AIM OF THE EXERCISE
From the line with "the table top." through the final line of the entries below, write out each line exactly and nothing else.

DATA UNDER STUDY
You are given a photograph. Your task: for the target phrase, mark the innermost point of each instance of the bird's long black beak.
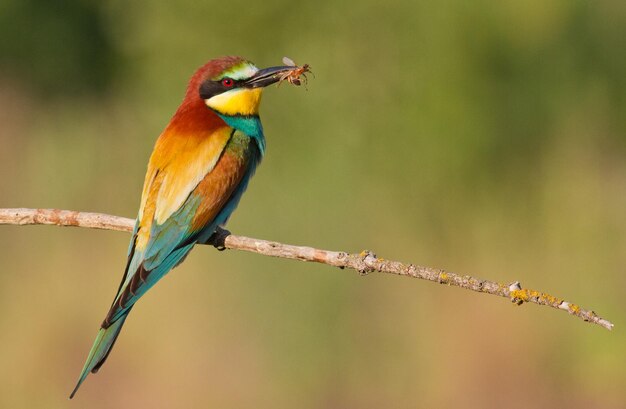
(267, 76)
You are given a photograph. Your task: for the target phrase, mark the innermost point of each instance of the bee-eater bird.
(198, 170)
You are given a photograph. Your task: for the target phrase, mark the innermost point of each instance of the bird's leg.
(218, 239)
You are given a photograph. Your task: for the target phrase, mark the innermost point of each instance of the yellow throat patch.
(240, 101)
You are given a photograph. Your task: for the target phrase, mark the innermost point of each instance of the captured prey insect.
(296, 76)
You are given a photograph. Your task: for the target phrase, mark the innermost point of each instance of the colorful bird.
(198, 170)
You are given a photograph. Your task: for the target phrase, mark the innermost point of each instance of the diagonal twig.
(364, 262)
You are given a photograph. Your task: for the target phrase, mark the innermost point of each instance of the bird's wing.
(187, 186)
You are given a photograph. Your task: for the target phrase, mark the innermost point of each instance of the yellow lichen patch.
(521, 295)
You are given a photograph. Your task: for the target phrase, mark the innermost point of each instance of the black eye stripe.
(211, 88)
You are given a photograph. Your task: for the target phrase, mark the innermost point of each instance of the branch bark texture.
(364, 262)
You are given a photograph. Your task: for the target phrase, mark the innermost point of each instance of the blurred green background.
(484, 137)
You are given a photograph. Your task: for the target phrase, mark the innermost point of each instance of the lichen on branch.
(364, 262)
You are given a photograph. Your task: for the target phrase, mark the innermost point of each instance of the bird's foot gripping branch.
(364, 262)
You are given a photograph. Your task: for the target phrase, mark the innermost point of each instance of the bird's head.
(232, 86)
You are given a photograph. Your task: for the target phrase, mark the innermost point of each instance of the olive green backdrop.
(484, 137)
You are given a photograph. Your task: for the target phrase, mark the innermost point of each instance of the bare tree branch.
(364, 262)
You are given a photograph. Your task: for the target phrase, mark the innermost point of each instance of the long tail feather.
(100, 350)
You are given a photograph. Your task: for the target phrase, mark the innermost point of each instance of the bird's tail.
(100, 350)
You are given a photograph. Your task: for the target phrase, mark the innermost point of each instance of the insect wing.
(288, 61)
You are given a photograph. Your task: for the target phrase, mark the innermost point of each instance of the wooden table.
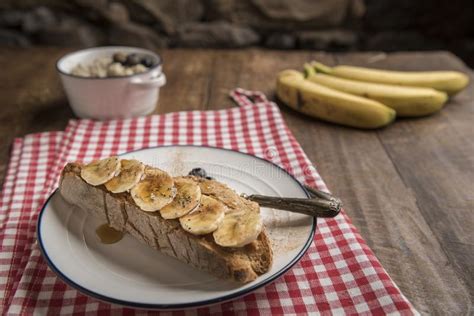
(409, 188)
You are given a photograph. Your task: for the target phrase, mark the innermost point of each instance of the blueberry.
(120, 57)
(198, 172)
(147, 61)
(132, 60)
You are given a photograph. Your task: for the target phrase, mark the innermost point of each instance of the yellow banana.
(406, 101)
(329, 104)
(450, 82)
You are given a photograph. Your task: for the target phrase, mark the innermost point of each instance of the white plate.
(132, 274)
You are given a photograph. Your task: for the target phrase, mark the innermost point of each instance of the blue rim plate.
(131, 274)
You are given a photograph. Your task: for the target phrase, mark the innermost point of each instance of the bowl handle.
(154, 82)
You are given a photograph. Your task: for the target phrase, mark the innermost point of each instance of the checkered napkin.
(338, 274)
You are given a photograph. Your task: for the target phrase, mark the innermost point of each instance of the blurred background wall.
(332, 25)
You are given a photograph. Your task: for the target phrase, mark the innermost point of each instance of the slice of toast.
(242, 264)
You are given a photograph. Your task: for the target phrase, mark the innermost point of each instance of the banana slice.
(238, 229)
(187, 198)
(131, 172)
(206, 218)
(100, 171)
(155, 191)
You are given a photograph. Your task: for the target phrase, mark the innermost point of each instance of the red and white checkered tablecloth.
(339, 274)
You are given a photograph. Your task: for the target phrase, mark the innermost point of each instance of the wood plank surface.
(408, 188)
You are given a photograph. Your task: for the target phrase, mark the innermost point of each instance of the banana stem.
(318, 67)
(308, 71)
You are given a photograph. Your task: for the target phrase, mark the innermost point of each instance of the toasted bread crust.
(243, 264)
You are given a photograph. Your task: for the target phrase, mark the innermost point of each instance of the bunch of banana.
(406, 101)
(450, 82)
(329, 104)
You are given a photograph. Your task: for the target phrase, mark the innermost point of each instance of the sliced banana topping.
(100, 171)
(131, 172)
(187, 198)
(154, 191)
(238, 229)
(206, 218)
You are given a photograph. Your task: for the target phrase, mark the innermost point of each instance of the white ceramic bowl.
(111, 97)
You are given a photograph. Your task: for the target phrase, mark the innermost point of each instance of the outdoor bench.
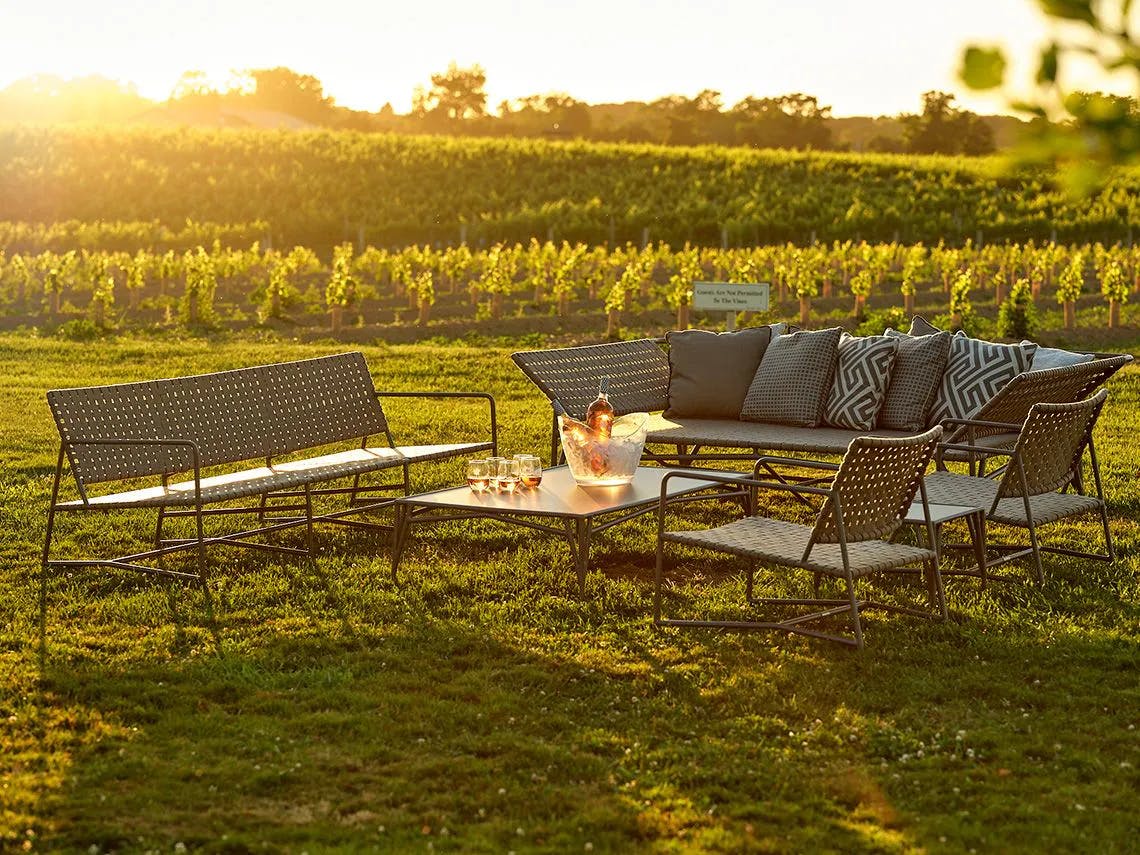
(284, 428)
(638, 373)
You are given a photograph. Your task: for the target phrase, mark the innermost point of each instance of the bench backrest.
(638, 373)
(1049, 385)
(231, 416)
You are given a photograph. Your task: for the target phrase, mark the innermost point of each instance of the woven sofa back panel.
(317, 401)
(125, 410)
(638, 373)
(1048, 385)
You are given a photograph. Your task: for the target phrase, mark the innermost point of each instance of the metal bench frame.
(271, 414)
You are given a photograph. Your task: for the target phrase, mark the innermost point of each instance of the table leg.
(400, 526)
(977, 526)
(581, 552)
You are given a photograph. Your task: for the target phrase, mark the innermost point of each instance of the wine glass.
(530, 470)
(479, 475)
(507, 475)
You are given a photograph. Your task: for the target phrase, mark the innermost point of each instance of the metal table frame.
(570, 512)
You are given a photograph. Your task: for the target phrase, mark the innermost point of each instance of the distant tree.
(789, 121)
(285, 90)
(944, 129)
(690, 121)
(455, 95)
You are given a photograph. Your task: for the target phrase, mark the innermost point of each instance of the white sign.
(726, 296)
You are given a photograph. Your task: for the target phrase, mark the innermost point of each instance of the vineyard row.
(559, 276)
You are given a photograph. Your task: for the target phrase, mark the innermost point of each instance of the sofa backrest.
(638, 373)
(1050, 385)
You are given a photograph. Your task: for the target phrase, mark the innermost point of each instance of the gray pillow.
(795, 376)
(861, 381)
(709, 373)
(914, 381)
(921, 326)
(1044, 358)
(975, 372)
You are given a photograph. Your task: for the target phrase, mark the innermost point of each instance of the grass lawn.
(482, 705)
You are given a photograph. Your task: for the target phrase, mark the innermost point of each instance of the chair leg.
(1108, 535)
(856, 620)
(202, 545)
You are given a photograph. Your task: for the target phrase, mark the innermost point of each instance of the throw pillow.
(861, 381)
(795, 376)
(709, 373)
(914, 381)
(975, 372)
(1044, 358)
(921, 326)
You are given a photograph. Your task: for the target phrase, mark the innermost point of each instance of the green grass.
(482, 705)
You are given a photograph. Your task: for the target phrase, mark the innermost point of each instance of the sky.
(862, 57)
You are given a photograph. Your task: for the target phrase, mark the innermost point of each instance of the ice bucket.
(599, 461)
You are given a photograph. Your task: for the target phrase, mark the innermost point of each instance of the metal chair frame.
(823, 607)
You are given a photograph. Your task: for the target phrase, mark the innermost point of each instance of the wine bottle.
(600, 414)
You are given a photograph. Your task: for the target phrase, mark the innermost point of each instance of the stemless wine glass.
(507, 474)
(530, 470)
(479, 475)
(493, 473)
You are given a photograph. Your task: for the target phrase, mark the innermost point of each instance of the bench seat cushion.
(279, 475)
(734, 433)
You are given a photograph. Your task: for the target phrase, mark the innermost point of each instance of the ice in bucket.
(600, 461)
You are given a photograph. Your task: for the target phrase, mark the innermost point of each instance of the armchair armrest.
(429, 393)
(983, 423)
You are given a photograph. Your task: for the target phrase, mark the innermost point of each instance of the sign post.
(731, 298)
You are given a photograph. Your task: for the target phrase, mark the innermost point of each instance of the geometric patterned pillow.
(794, 379)
(861, 382)
(975, 372)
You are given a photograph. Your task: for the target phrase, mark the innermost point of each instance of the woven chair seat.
(950, 488)
(733, 433)
(278, 477)
(783, 543)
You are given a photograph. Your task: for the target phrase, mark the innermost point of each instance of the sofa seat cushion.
(733, 433)
(709, 373)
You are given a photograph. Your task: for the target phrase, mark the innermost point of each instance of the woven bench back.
(1049, 385)
(231, 416)
(317, 401)
(638, 373)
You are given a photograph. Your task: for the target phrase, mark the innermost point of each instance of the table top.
(938, 513)
(560, 496)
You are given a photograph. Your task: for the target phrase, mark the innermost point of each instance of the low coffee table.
(558, 506)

EXERCISE RESPONSE
You are given a photograph. Your task: for the target phrase, mark the innermost point of each instance of the table top.
(938, 513)
(560, 496)
You are given a photograph. Your task: for the target phrase, mark the innermost point of each instance of the low coffee table.
(558, 506)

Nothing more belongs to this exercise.